_WHAT THE EXERCISE ASKS_.
Include in the output the line containing "of the dirt" and each subsequent line of the records, through the end, transcribed exactly. Add nothing else.

━━━━━━━━━━━━━━━━

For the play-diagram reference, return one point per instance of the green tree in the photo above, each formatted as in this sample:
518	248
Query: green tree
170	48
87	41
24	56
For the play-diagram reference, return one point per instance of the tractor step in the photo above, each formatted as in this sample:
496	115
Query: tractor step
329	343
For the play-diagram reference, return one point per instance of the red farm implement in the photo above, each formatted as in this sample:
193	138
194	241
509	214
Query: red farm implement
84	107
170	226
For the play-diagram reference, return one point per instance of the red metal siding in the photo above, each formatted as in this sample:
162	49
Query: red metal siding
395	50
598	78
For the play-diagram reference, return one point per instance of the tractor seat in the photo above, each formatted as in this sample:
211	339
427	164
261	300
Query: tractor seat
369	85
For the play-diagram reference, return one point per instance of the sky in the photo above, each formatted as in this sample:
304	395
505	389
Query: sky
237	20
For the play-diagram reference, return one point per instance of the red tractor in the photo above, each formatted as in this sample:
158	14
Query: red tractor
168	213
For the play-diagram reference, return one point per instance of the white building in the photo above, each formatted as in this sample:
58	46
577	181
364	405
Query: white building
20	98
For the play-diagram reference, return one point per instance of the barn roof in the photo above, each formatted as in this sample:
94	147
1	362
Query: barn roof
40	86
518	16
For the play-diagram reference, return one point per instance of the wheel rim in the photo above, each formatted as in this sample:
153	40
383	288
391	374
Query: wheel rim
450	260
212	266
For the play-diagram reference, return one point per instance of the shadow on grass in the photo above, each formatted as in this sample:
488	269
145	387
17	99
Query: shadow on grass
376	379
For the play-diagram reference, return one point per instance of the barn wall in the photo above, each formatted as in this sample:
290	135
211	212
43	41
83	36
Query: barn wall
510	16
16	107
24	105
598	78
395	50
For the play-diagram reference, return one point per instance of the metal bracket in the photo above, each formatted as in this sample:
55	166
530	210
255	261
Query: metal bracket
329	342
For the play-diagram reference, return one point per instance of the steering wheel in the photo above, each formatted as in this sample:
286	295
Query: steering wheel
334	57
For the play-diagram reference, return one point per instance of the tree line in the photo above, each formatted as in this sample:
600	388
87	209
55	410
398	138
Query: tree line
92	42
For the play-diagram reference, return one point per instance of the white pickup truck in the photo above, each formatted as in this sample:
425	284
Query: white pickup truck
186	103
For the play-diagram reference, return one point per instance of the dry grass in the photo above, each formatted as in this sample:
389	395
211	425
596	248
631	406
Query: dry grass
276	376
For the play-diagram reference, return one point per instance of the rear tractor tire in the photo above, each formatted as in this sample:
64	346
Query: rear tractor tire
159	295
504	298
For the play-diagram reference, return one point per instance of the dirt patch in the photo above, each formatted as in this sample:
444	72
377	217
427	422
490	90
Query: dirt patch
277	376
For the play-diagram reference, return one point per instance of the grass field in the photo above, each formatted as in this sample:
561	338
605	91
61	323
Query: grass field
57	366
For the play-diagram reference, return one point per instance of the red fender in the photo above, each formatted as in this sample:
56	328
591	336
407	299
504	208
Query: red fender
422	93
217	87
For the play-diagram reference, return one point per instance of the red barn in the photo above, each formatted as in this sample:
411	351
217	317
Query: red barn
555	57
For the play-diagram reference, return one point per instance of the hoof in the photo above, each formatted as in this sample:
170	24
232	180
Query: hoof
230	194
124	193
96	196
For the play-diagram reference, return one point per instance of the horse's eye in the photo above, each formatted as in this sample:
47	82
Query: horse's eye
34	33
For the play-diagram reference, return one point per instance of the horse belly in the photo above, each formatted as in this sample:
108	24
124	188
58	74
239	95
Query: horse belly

━━━━━━━━━━━━━━━━

_EXERCISE RESULT_.
For the play-diagram reference, return one point per instance of the dirt patch in the photo above, each formatted as in this sample:
444	72
377	217
427	422
490	90
Query: dirt patch
277	376
For the play-diagram reference, return one point per instance of the grass field in the photo above, each formatted as in this sample:
561	338
605	91
61	323
Query: grass field
57	366
For the play-diagram reference, return one point per instance of the red fender in the photo above, each formatted as in this sample:
56	328
591	336
407	299
504	208
Query: red fender
422	93
217	87
For the play-diagram reference, return one point per instance of the red barn in the photo above, each formatted as in this sample:
411	351
217	317
Query: red barn
555	57
For the play-diagram reference, return one point per instance of the hoof in the photo above, each formatted as in this sample:
170	24
232	180
Query: hoof
230	194
124	193
96	196
For the play-diagram reference, return one point per instance of the horse's eye in the photo above, each formatted as in this sample:
47	82
Query: horse's eye
34	33
For the play-diagram reference, return one point per instance of the horse belly in the photo above, each formatted as in this sample:
108	24
124	188
58	74
239	95
Query: horse belly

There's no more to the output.